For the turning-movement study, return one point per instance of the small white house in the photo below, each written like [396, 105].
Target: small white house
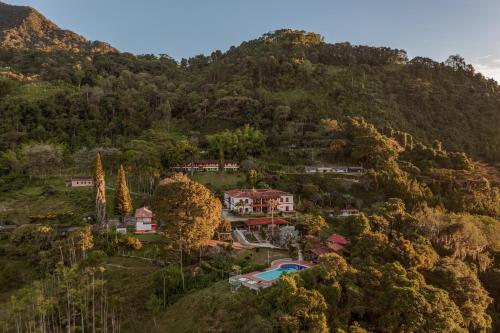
[348, 212]
[144, 221]
[82, 182]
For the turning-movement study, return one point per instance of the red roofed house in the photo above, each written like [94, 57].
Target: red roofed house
[257, 224]
[144, 221]
[257, 201]
[337, 239]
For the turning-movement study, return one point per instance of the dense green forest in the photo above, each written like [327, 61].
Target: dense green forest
[424, 253]
[283, 83]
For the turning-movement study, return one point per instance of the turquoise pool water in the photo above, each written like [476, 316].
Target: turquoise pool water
[276, 273]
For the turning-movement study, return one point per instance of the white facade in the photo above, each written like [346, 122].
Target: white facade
[254, 204]
[143, 227]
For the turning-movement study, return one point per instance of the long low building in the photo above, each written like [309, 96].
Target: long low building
[334, 169]
[206, 166]
[258, 201]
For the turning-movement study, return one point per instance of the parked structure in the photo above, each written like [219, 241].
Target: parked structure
[266, 222]
[206, 166]
[334, 169]
[258, 201]
[144, 221]
[81, 182]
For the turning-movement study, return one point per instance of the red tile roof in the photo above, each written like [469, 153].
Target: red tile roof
==================================================
◆ **INSTRUCTIONS TO FOLLOW**
Exactly as they appear, print the lines from the one holding "Target: red roofed house" through the final line of the entries, and no others.

◆ **RESPONSE TO THE EXERCISE**
Target: red roofed house
[257, 224]
[144, 221]
[257, 201]
[337, 239]
For the turning-movement study, return one point per instance of the dense green forest in the photo above, each written like [327, 61].
Target: dense green forest
[424, 253]
[283, 83]
For the turning-movement study, return one point per instance of the turquoise pool water in the photo above, each written like [476, 316].
Target: turquoise pool water
[276, 273]
For the turning-movement study, return one point per instance of the white facade in the photo above, each written like [346, 122].
Target: white facade
[254, 204]
[143, 227]
For the turning-movement study, return one point per instance of the long low building in the photo above, each written like [309, 96].
Target: long low building
[334, 169]
[206, 166]
[258, 201]
For the turning-movement study, return one point per instance of the parked structure in the photo above, each written like [219, 241].
Target: parked structure
[266, 222]
[206, 166]
[334, 169]
[258, 201]
[144, 221]
[81, 182]
For the turning-movement study, return one point per instance of the red tile roof in the photo above, each written like [469, 153].
Target: red tile roof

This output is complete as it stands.